* What the task asks
Duplicate the lines from the one containing "Where can the fingers" through the end of the lines below, inclusive.

------ Provided records ------

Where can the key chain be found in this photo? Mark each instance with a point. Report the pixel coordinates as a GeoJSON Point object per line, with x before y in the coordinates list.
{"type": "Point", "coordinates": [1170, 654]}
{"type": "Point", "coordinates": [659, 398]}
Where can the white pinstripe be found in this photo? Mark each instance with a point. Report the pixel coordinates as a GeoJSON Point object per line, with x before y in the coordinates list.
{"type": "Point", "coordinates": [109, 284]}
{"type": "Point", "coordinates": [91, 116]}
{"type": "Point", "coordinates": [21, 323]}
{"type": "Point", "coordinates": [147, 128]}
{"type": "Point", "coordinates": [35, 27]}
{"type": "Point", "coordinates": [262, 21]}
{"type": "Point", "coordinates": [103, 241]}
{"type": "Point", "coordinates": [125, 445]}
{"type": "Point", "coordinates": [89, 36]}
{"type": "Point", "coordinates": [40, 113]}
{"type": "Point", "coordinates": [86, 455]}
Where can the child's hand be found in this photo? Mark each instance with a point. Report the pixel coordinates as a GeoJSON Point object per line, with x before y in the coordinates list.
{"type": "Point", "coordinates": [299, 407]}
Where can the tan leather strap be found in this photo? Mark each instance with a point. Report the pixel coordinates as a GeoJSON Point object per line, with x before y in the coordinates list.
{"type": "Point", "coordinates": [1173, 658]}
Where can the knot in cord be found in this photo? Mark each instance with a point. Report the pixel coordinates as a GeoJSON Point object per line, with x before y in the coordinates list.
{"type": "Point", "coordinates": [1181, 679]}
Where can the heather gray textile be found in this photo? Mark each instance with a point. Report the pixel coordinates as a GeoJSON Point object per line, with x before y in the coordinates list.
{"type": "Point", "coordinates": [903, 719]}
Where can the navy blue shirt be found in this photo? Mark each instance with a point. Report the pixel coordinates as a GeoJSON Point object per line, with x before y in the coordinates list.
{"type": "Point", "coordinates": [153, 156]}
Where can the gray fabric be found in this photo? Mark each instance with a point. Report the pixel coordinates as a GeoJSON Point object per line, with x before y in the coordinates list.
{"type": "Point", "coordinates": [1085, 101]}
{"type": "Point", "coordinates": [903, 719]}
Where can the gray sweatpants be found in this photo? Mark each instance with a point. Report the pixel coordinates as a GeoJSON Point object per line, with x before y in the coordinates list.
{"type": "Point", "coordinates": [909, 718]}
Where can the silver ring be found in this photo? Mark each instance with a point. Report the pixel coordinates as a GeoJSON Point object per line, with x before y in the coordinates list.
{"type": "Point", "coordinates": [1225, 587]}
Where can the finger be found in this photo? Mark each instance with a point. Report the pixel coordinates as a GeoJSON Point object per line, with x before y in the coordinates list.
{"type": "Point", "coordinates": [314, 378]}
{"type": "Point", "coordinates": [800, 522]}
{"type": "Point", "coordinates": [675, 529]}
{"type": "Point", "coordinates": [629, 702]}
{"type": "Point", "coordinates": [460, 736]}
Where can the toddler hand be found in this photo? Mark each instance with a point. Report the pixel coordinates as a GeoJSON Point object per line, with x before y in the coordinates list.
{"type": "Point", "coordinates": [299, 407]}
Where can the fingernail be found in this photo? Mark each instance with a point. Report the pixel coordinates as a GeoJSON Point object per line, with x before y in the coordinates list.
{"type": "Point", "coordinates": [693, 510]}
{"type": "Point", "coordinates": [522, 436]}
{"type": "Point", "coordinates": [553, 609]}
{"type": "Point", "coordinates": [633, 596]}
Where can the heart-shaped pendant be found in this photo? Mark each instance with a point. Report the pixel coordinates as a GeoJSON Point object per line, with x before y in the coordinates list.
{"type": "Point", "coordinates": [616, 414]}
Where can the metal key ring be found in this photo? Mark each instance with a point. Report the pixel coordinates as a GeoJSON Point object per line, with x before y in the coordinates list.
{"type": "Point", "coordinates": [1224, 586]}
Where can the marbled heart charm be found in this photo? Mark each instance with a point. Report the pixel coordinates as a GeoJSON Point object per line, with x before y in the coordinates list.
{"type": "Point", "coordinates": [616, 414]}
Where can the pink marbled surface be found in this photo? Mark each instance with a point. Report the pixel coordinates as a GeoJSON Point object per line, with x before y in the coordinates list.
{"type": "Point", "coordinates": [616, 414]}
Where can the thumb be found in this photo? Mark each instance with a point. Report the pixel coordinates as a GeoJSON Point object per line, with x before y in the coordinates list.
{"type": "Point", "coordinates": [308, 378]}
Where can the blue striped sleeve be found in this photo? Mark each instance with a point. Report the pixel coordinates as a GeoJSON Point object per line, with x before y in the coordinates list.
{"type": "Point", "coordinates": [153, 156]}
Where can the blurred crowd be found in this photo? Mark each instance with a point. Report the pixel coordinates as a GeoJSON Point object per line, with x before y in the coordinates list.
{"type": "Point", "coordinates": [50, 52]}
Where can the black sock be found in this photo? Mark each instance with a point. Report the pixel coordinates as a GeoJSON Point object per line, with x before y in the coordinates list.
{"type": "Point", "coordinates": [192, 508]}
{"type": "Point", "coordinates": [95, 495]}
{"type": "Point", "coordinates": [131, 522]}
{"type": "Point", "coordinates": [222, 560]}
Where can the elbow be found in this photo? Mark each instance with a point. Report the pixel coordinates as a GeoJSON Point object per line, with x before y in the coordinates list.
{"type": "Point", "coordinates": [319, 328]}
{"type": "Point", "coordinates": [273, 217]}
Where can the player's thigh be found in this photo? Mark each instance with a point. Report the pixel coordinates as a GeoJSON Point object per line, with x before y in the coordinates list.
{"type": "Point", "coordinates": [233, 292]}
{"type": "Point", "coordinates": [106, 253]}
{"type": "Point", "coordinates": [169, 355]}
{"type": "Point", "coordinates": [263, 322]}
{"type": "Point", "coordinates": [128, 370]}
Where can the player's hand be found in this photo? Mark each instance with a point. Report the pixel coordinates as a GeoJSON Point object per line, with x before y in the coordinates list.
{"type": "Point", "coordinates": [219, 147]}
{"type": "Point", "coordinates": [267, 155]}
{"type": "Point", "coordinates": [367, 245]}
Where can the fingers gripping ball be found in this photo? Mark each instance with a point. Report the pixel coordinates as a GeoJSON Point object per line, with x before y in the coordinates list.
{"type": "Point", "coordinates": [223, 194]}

------

* Output
Where can the fingers gripping ball be found in this photo? Mark each instance with a point. Report the pixel coordinates as a GeoJSON Point object per line, with x before y in the coordinates list.
{"type": "Point", "coordinates": [223, 194]}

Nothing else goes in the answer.